┌─ Entries
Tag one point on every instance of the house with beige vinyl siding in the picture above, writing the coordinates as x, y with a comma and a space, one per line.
└─
┌─ Entries
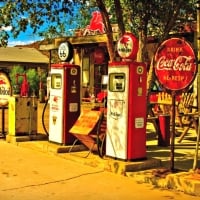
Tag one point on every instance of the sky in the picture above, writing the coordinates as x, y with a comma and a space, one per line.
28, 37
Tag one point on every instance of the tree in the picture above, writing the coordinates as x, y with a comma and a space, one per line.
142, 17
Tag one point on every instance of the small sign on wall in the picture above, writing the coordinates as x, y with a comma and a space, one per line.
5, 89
└─
> [Work to complete]:
Pick out every line of the entries above that contains the word "with", and copy each such line in full. Match the case exactly.

> [Correct result]:
Tag one point on every instance of the house with beige vinyl siding in the picture above, writing the coordinates as x, y with a comma and a space, one per line.
Tag one point on every instance of the sky in the picture above, writing the coordinates as x, y with a comma and a space, one per line.
Tag one point on every instance of the tree in the picture above, writing the coordinates as x, y with a comma and a space, one per line.
Tag one point on every instance of the small sign on wall in the picture above, writing the coordinates as x, y with a comma and a space, one per line.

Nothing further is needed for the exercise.